Exercise: Update the lines from the one containing "Examine the provided image and draw a box around the fallen" through the one containing "[900,164,1072,488]", inclusive, so that "draw a box around" becomes "outline" and nothing else changes. Return only those lines.

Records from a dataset
_____

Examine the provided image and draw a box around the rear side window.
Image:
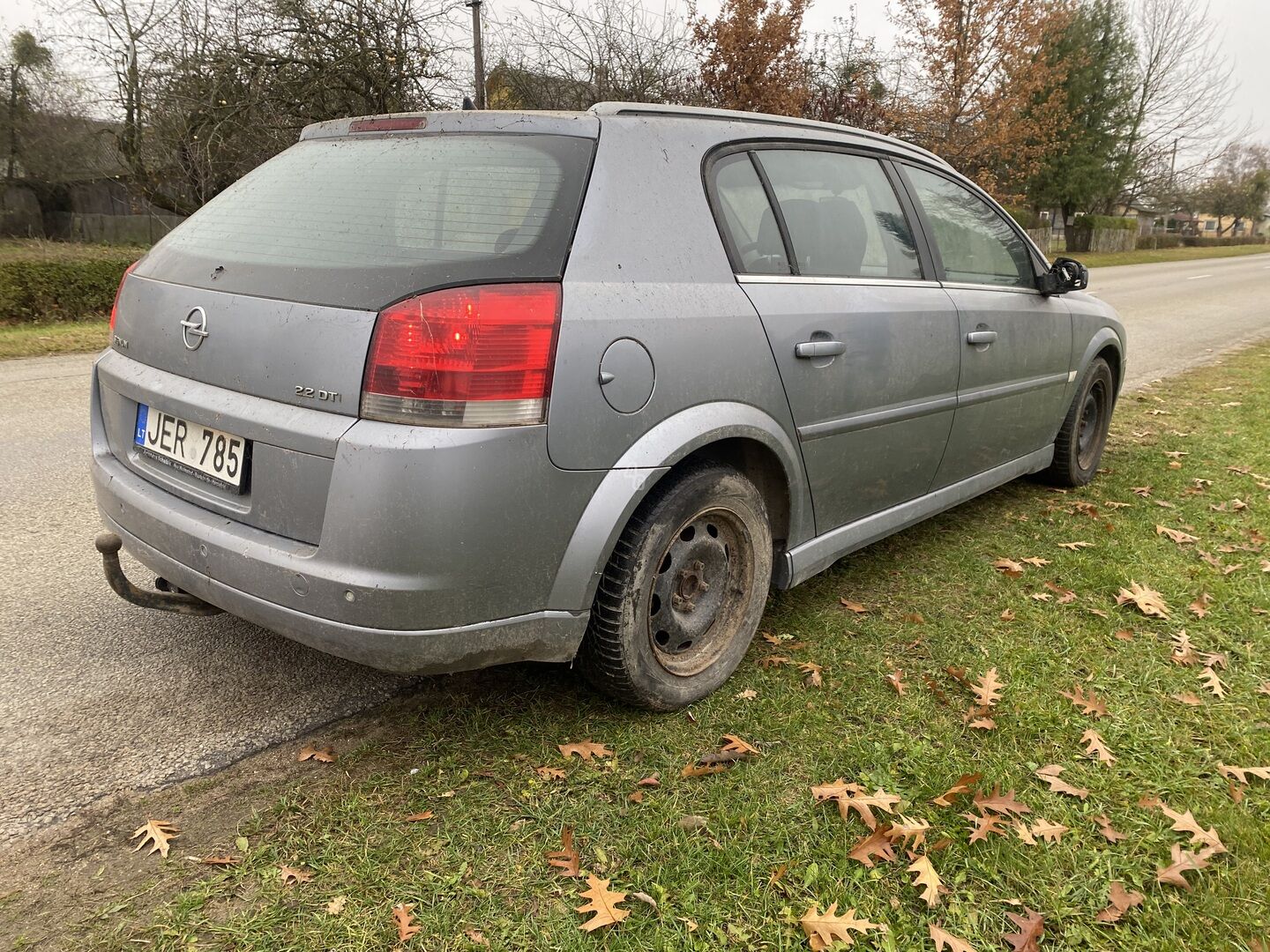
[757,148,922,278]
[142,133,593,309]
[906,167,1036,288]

_____

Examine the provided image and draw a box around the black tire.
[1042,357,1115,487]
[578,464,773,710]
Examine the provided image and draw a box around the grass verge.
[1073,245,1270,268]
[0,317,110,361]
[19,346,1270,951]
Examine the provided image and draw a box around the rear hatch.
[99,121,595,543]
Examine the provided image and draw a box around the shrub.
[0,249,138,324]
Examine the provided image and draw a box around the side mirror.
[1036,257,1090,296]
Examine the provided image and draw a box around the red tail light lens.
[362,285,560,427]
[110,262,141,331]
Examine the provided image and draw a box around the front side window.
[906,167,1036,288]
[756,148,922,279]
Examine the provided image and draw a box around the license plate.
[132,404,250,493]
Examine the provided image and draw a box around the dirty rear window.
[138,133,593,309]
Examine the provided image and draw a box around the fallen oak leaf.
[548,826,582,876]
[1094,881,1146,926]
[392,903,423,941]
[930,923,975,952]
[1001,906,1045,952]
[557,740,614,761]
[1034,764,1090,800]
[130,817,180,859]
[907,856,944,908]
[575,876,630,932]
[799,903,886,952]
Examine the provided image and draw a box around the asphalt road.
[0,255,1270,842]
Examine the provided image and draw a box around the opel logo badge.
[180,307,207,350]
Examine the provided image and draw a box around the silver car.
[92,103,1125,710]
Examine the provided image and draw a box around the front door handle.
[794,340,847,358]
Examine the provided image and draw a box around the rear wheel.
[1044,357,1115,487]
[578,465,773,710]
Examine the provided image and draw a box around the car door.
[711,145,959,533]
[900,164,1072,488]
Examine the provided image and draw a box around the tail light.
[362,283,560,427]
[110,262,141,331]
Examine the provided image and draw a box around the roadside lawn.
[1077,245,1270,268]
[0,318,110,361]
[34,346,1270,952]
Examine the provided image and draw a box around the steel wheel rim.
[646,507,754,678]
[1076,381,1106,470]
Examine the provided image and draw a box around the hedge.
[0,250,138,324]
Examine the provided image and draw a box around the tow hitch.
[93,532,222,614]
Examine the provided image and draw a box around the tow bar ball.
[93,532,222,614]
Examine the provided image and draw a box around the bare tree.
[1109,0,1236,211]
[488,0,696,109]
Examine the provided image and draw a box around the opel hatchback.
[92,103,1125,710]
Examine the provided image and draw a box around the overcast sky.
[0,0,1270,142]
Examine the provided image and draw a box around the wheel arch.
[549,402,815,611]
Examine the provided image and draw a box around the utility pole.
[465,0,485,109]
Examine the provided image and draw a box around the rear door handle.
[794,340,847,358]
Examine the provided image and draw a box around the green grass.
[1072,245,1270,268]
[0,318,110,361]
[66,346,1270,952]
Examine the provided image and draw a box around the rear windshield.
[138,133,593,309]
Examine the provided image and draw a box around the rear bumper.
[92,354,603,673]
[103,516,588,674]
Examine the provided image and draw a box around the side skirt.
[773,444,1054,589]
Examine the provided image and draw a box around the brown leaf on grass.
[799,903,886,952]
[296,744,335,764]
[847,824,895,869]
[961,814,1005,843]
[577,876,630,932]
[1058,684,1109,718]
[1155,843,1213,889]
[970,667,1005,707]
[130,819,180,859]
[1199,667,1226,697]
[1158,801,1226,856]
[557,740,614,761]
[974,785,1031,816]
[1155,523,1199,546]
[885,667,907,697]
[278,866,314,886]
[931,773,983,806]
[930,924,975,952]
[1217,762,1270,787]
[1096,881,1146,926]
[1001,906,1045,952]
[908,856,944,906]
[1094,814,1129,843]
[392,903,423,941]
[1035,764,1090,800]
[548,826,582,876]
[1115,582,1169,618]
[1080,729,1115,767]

_____

Completed task:
Examine the provided image and outline the fallen oak leaf.
[548,826,582,876]
[1094,881,1146,926]
[392,903,423,941]
[930,923,975,952]
[1001,906,1045,952]
[557,740,614,761]
[1034,764,1090,800]
[130,817,180,859]
[907,856,944,908]
[575,876,630,932]
[799,903,886,952]
Examine the provided image and outline the asphalt road.
[0,255,1270,842]
Examine the provided image and outline the opel logo badge.
[180,307,207,350]
Examine the provided image and outline the silver car.
[92,103,1125,710]
Examine the provided image and outline the front door handle.
[794,340,847,358]
Examine the provided image and outline the rear wheel.
[1044,357,1115,487]
[578,465,773,710]
Examine the provided image and outline the car door.
[711,145,959,533]
[900,164,1072,488]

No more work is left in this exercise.